> **REQUIRED ACTION**
What is needed is an exact copy of the records below, without the pictures.

Stored records:
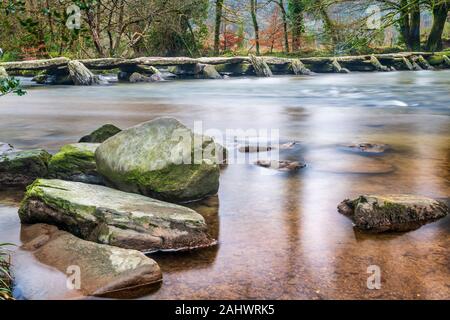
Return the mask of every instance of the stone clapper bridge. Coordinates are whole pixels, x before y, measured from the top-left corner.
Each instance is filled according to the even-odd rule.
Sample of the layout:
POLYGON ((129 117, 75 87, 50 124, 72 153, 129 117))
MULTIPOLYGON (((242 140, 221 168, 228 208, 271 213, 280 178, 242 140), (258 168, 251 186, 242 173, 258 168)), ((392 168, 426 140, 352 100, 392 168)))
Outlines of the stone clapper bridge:
POLYGON ((118 70, 119 80, 150 82, 165 75, 220 79, 223 76, 270 77, 273 74, 309 75, 312 73, 349 73, 352 71, 434 70, 450 68, 450 58, 441 53, 403 52, 341 57, 140 57, 134 59, 99 58, 70 60, 60 57, 0 63, 10 75, 23 72, 37 75, 34 80, 49 83, 92 85, 101 83, 94 71, 118 70), (165 73, 165 75, 164 75, 165 73), (151 75, 148 77, 147 75, 151 75))

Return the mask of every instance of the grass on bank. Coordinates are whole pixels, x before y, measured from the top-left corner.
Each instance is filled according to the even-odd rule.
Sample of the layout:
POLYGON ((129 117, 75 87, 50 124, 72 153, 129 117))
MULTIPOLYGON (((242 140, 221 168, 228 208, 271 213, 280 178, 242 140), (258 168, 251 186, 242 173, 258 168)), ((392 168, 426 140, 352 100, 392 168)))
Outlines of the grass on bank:
POLYGON ((11 243, 0 243, 0 300, 12 300, 12 276, 9 270, 11 264, 10 252, 7 246, 11 243))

> **WRITTEN RESPONSE**
Return the mask of every instance of the stone clapper bridge. Coordinates are whole pixels, x before y, measured from the top-left corner.
Each instance is filled according to the even-odd rule.
Sample of the layout:
POLYGON ((129 117, 75 87, 50 124, 72 153, 129 117))
MULTIPOLYGON (((242 140, 221 168, 228 208, 271 213, 280 178, 242 140), (258 168, 251 186, 242 173, 258 168)), ((392 168, 426 140, 352 100, 392 168)))
Outlines of the stone clapper bridge:
POLYGON ((118 70, 119 80, 150 82, 165 75, 220 79, 223 76, 270 77, 273 74, 309 75, 312 73, 349 73, 352 71, 434 70, 450 68, 450 58, 441 53, 403 52, 341 57, 140 57, 134 59, 99 58, 70 60, 60 57, 0 63, 10 75, 23 72, 37 75, 34 80, 49 83, 92 85, 101 83, 94 71, 118 70), (165 73, 165 75, 164 75, 165 73), (151 75, 148 77, 147 75, 151 75))

Return the mask of every instance of the grass on bank. Coordinates are whole pixels, x before y, measured from the top-left corner.
Each instance is filled according to the even-odd rule.
Sample of the layout:
POLYGON ((129 117, 75 87, 50 124, 72 153, 129 117))
MULTIPOLYGON (((242 140, 221 168, 228 208, 271 213, 280 178, 242 140), (258 168, 251 186, 242 173, 258 168)), ((392 168, 426 140, 352 100, 392 168)))
Outlines of the grass on bank:
POLYGON ((11 243, 0 243, 0 300, 12 300, 12 276, 9 270, 11 264, 10 252, 7 246, 11 243))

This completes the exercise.